**Task**: Print every one of the following lines verbatim, with no changes.
START
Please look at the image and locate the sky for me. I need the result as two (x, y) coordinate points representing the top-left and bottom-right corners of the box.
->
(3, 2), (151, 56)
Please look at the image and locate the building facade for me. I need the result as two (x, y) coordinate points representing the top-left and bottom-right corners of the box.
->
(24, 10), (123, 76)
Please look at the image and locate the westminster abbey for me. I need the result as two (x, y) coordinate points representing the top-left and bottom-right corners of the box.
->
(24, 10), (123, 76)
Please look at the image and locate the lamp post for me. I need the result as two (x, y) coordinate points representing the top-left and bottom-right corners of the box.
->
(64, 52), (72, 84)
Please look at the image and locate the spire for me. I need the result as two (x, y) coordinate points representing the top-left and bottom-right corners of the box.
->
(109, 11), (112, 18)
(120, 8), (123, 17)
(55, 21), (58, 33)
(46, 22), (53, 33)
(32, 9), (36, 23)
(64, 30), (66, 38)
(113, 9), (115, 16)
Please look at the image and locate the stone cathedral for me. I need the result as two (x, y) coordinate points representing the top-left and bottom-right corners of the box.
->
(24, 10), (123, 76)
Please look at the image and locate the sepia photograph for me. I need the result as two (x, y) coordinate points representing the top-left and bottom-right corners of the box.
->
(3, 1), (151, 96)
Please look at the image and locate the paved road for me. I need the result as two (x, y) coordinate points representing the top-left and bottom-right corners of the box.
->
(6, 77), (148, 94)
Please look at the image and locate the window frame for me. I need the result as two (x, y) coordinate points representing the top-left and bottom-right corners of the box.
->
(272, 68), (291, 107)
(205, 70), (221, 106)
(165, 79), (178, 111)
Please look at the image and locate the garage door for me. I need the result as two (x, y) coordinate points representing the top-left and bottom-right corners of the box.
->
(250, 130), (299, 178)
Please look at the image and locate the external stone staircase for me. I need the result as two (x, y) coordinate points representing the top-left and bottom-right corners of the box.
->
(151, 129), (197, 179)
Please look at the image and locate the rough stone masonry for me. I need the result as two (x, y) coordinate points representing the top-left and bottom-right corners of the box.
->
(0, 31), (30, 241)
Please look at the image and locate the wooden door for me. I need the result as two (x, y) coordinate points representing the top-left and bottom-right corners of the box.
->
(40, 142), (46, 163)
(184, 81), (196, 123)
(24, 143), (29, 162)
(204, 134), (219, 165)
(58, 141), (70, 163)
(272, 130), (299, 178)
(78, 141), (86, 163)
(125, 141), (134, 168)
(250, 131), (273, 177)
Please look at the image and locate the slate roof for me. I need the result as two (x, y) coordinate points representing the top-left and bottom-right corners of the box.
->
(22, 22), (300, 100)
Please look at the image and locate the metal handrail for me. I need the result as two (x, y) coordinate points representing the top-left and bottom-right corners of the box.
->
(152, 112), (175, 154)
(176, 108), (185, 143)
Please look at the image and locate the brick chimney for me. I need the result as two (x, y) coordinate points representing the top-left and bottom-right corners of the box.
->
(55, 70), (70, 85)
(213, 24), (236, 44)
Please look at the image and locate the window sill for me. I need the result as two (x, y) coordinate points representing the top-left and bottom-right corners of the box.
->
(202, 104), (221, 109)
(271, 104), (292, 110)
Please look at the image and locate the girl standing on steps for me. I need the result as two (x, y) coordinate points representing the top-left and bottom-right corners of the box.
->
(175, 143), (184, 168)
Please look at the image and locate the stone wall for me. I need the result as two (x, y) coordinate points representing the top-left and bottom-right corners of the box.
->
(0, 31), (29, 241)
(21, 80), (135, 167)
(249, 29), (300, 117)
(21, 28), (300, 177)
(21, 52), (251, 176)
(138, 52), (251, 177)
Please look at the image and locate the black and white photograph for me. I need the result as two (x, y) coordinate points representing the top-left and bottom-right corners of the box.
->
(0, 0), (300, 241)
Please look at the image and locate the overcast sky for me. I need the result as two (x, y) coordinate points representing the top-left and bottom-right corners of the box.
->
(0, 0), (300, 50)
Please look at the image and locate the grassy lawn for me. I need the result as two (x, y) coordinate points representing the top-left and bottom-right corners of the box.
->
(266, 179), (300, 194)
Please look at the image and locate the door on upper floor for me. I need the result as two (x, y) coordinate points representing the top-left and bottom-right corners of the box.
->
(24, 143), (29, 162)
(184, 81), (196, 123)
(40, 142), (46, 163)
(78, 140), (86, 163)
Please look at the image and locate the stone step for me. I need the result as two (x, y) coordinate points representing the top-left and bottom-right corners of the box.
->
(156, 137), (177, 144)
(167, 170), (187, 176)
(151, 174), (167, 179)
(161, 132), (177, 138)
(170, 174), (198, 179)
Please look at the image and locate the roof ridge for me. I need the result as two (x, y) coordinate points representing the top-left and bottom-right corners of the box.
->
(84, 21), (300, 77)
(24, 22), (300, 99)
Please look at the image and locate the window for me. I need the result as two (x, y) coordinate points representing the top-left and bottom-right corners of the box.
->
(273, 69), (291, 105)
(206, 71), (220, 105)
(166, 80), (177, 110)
END
**Answer below**:
Please look at the image and locate the sky for me. I need the result as two (x, y) coordinate points representing the top-left and bottom-right corners of the box.
->
(3, 2), (151, 56)
Please look at the image and locate the building facade for me. I need the result as two (x, y) coordinate points representing the top-left and bottom-right corners of the box.
->
(24, 10), (123, 76)
Please look at the image and locate the westminster abbey for me. I need the result as two (x, y) coordinate points representing the top-left and bottom-right corners of the box.
->
(24, 10), (123, 76)
Please look at the image and locate the lamp post for me. I need the result as two (x, y) coordinate points representing the top-left and bottom-right corners of the box.
->
(64, 52), (72, 84)
Please look at the image and locate the spire for me. I need the result as two (x, y) coordinate points representing the top-left and bottom-right corners of the box.
->
(109, 11), (112, 18)
(120, 8), (123, 17)
(55, 21), (58, 33)
(46, 22), (53, 33)
(32, 9), (36, 23)
(64, 30), (66, 38)
(113, 9), (115, 16)
Please look at the image and locate the stone cathedral for me. I need the result as two (x, y) coordinate points representing the top-left and bottom-right corners of the box.
->
(24, 10), (123, 76)
Please look at the image and locate the sepia photograph for me. I need the result as two (x, y) coordinate points representing the top-left and bottom-right corners of the box.
->
(3, 1), (151, 96)
Please look at the image and locate the paved road for me. I need the result as two (x, y) coordinate points representing the top-left and bottom-right corners of the box.
->
(6, 77), (148, 94)
Please look at the image and locate the window frame for me. I need the result as two (x, y) coordinate points representing the top-left and bottom-right corners of the box.
->
(272, 68), (291, 107)
(205, 70), (221, 106)
(165, 79), (178, 111)
Please look at the image and locate the garage door for me. I need the result as two (x, y) coordinate points representing the top-left and bottom-right corners of the box.
->
(250, 130), (299, 178)
Please look at the image and locate the external stone staircase for me. I need the result as two (x, y) coordinate points representing the top-left and bottom-right corners of the box.
->
(151, 129), (197, 179)
Please look at the image and locate the rough stone masonry for me. I need the result as two (x, y) coordinate points representing the top-left and bottom-right corners of the box.
->
(0, 31), (30, 241)
Please look at the image and locate the wooden door for me. I need the result as two (x, y) coordinate points representing the top-left and bottom-right corners of the box.
->
(40, 142), (46, 163)
(184, 81), (196, 123)
(24, 143), (29, 162)
(204, 134), (219, 165)
(58, 141), (70, 163)
(272, 130), (299, 178)
(78, 141), (86, 163)
(125, 141), (134, 168)
(250, 131), (273, 177)
Please look at the image and locate the slate roof for me. I need the result as two (x, y) coordinate points representing the top-left and bottom-right corners of the box.
->
(22, 22), (300, 100)
Please look at the image and locate the metal handrail for me. I need the result as two (x, y) coordinate points representing the top-left and bottom-right corners of the box.
->
(152, 112), (175, 154)
(176, 108), (185, 143)
Please look at the image and locate the brick chimney for me. I need the result as two (x, y) coordinate points representing the top-left and bottom-right corners of the box.
->
(55, 70), (70, 85)
(213, 24), (236, 44)
Please look at the image and locate the window sill for me. I need the result as two (x, y) coordinate points representing the top-left and bottom-right corners of the box.
->
(202, 104), (221, 109)
(271, 104), (292, 110)
Please look at the image and locate the girl standing on steps for me. I need the result as two (x, y) coordinate points representing the top-left and bottom-right corners of the box.
->
(175, 143), (184, 168)
Please look at the image and locate the stone wall for me. I need the result as two (x, y) coordinate points representing the top-left and bottom-right corners of the box.
->
(0, 31), (29, 241)
(21, 80), (135, 167)
(249, 29), (300, 117)
(21, 28), (300, 177)
(21, 52), (251, 176)
(138, 52), (251, 177)
Please look at the image and locate the black and white photograph for me. I need the result as two (x, y) coordinate points representing the top-left and bottom-right corners of the box.
->
(0, 0), (300, 241)
Please look at the image and locate the overcast sky for me. I need the result as two (x, y) coordinate points representing the top-left and bottom-right corners of the box.
->
(0, 0), (300, 50)
Please look at the image and locate the grassy lawn for me. I need the result as two (x, y) coordinate points representing the top-left and bottom-right corners of the box.
->
(266, 179), (300, 194)
Please look at the image and locate the door on upper floor for me. I need the result as two (x, y) coordinate points representing the top-left and bottom-right corners of the box.
->
(24, 143), (29, 162)
(184, 81), (196, 123)
(40, 142), (46, 163)
(78, 140), (86, 163)
Please look at the image and locate the stone step for me. I need the result as two (x, y) coordinate points representing the top-left and bottom-right corners of the box.
->
(156, 137), (177, 144)
(167, 170), (187, 176)
(151, 174), (167, 179)
(161, 132), (177, 138)
(170, 174), (198, 179)
Please look at the image and locate the roof ridge for me. I need the result as two (x, y) coordinate points representing the top-left and bottom-right corners of the box.
->
(84, 21), (300, 77)
(24, 22), (300, 99)
Please look at the image and locate the window for me. I need the result as two (x, y) coordinate points representing the top-left and bottom-right corners of the box.
->
(273, 69), (291, 105)
(206, 71), (220, 105)
(166, 80), (177, 110)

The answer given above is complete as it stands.